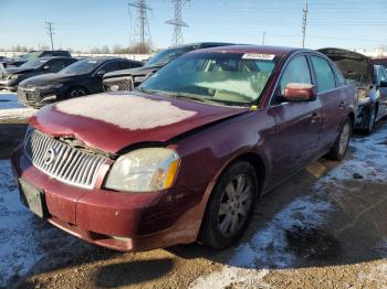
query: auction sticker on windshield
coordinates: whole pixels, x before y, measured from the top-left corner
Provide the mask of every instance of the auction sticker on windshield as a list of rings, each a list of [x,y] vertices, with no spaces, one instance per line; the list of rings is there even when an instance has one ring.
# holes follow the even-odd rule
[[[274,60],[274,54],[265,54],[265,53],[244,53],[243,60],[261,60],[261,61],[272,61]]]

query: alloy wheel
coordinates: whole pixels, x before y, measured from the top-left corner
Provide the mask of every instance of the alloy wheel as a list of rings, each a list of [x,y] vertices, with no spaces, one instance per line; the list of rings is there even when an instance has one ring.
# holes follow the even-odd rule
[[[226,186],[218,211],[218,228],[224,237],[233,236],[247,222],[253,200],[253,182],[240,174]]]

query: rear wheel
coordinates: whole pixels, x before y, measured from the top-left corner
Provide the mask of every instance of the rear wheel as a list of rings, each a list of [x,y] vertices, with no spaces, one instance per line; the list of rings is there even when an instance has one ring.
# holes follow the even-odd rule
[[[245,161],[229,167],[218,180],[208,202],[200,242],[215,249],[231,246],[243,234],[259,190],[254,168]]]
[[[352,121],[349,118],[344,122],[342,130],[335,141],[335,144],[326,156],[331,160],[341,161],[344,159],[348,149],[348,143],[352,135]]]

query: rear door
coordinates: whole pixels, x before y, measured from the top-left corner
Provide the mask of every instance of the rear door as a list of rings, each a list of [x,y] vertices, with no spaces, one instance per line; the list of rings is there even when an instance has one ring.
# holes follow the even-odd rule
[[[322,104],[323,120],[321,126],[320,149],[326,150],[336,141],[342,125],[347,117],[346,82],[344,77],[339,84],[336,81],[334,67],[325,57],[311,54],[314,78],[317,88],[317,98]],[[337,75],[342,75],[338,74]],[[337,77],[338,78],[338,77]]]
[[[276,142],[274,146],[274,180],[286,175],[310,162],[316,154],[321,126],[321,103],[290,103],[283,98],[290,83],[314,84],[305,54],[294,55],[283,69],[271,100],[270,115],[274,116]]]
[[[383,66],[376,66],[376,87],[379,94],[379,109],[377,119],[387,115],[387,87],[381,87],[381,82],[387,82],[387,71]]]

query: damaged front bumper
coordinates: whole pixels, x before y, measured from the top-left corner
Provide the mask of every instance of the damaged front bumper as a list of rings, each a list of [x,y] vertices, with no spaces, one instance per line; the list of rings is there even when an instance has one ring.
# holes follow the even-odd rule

+-------+

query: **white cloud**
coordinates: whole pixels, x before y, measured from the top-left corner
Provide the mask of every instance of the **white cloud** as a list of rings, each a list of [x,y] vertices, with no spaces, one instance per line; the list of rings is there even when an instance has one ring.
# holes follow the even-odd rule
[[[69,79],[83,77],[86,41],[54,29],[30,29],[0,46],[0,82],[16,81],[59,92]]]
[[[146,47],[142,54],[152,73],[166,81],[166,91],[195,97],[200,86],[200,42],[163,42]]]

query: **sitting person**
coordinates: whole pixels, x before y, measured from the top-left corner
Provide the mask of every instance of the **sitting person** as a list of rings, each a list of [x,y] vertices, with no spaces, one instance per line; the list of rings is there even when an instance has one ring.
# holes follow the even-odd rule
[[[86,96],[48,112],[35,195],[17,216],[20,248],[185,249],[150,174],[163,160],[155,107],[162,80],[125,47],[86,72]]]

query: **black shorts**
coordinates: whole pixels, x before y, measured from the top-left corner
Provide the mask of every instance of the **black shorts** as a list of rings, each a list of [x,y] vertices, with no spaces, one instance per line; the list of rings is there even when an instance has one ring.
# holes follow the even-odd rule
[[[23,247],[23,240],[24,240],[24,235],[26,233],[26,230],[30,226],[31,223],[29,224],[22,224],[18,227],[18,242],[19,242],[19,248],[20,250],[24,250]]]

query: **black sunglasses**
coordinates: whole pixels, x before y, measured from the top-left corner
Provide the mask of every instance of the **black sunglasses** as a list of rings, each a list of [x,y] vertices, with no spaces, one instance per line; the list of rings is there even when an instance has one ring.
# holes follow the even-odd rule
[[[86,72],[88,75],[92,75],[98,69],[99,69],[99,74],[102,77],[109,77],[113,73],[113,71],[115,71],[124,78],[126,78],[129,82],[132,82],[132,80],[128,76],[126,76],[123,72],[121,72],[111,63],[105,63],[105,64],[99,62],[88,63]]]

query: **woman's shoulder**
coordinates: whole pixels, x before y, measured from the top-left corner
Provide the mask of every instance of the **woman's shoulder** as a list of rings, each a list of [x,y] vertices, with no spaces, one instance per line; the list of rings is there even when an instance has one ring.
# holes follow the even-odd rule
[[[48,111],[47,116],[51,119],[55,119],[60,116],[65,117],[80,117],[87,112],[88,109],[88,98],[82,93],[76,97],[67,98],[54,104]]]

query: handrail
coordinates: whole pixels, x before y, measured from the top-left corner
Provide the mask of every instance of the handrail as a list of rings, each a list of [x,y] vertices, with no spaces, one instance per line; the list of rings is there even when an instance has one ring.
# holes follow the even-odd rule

+-------+

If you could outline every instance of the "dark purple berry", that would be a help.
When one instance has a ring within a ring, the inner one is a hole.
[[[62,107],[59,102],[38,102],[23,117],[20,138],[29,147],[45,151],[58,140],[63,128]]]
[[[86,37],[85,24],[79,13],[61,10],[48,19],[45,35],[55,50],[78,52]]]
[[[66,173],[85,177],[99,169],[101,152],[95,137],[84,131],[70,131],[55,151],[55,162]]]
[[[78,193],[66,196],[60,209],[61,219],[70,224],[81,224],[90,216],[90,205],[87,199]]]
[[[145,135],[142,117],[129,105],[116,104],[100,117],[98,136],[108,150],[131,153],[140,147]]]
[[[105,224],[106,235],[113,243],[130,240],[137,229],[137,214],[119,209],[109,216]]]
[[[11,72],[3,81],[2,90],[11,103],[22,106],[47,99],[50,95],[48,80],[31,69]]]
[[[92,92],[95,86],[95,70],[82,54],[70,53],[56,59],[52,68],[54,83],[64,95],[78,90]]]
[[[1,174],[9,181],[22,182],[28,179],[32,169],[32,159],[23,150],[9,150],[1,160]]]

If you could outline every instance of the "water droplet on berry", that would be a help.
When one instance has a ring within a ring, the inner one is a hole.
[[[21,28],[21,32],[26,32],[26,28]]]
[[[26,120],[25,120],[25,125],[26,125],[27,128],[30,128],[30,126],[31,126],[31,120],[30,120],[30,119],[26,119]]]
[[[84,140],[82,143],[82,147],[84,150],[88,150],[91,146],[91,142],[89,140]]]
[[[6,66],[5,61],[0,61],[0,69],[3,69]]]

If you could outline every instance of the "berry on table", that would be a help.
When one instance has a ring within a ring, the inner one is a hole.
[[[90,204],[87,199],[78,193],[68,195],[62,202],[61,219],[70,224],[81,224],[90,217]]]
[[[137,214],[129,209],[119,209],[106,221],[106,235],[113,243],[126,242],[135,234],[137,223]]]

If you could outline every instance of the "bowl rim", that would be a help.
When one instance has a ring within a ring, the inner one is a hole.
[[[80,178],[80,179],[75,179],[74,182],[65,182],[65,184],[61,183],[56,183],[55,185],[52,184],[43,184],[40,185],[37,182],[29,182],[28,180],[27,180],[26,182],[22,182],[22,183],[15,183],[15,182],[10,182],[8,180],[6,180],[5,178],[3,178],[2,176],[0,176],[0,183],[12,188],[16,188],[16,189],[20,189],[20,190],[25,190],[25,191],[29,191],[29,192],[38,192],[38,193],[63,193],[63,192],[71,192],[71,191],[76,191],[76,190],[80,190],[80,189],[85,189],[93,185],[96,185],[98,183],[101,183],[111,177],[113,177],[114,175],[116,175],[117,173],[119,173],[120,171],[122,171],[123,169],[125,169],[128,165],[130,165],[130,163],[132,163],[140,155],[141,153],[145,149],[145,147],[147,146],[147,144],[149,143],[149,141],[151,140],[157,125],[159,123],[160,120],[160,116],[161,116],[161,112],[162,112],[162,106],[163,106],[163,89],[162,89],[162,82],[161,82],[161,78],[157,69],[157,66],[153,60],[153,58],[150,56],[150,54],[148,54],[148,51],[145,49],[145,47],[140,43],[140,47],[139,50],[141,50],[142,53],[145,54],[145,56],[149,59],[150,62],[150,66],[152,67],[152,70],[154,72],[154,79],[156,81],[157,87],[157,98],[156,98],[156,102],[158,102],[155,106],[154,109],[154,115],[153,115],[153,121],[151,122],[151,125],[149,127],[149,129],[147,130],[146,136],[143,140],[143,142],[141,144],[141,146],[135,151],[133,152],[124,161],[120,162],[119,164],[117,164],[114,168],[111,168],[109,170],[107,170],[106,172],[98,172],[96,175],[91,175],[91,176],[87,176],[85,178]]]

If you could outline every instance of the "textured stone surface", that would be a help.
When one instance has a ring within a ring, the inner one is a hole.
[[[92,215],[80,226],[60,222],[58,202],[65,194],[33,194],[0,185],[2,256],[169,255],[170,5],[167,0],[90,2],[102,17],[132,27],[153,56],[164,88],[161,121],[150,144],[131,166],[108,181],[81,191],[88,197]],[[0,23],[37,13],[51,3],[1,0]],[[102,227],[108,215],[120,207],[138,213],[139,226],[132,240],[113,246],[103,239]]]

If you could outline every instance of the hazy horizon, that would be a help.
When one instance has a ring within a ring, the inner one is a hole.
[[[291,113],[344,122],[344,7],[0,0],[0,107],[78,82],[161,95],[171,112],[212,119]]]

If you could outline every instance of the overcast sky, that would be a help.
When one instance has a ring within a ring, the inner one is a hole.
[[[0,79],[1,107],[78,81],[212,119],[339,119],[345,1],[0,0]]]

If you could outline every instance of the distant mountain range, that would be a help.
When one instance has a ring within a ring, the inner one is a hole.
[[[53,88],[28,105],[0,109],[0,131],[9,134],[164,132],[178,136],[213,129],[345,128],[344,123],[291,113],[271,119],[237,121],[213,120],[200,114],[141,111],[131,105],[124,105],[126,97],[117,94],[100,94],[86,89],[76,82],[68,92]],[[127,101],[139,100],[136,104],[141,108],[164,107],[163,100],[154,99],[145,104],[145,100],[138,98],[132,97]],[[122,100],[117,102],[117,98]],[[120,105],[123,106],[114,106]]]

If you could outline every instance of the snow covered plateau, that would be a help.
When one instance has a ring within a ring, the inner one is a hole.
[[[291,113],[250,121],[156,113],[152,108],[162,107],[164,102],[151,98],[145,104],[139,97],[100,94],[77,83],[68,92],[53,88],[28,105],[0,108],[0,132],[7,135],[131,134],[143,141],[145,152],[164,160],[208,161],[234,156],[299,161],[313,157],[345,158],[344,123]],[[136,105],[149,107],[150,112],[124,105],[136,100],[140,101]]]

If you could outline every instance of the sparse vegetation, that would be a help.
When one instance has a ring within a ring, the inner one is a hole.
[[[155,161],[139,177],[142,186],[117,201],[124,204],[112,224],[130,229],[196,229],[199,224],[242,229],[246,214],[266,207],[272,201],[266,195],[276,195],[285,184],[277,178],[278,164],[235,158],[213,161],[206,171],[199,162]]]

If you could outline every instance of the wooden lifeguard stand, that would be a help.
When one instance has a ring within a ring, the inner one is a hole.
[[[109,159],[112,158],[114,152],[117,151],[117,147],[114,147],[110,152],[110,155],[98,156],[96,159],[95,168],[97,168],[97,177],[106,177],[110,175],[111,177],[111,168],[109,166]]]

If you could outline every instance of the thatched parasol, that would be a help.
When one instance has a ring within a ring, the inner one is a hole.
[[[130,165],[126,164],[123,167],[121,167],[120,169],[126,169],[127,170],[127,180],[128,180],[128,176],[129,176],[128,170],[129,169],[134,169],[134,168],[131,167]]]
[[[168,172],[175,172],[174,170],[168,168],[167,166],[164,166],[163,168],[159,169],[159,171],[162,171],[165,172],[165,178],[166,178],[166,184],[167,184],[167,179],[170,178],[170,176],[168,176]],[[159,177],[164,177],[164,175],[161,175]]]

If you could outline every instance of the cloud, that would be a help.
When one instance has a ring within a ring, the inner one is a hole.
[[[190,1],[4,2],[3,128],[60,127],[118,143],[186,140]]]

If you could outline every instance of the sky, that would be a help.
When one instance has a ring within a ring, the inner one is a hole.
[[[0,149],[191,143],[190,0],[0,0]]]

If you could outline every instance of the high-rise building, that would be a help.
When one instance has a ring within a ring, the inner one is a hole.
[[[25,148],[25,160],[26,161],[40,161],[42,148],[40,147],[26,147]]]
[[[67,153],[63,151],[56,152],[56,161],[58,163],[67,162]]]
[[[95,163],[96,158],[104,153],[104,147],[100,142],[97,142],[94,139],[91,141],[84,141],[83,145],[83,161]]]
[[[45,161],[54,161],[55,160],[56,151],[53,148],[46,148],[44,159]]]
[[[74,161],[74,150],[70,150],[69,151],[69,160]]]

+-------+

• _EXERCISE INSTRUCTIONS_
Can you retype, character for character, everything from the line containing "If you could outline every instance of the sky, that" up to and including the line containing "[[[74,161],[74,150],[70,150],[69,151],[69,160]]]"?

• _SOLUTION TO THE PROBLEM_
If you could outline every instance of the sky, that would be a help.
When one instance has a ring within a ring, the inner one is a hole.
[[[0,149],[191,143],[190,0],[0,0]]]

If you could outline every instance of the high-rise building, that would be a help.
When one instance has a ring within a ring, the inner one is a hole.
[[[25,148],[25,160],[26,161],[40,161],[42,148],[40,147],[26,147]]]
[[[67,153],[63,151],[56,152],[56,161],[58,163],[67,162]]]
[[[95,163],[96,158],[104,153],[104,147],[100,142],[97,142],[94,139],[91,141],[84,141],[83,145],[83,161]]]
[[[45,161],[54,161],[55,160],[56,151],[53,148],[46,148],[44,159]]]
[[[74,161],[74,150],[70,150],[69,151],[69,160]]]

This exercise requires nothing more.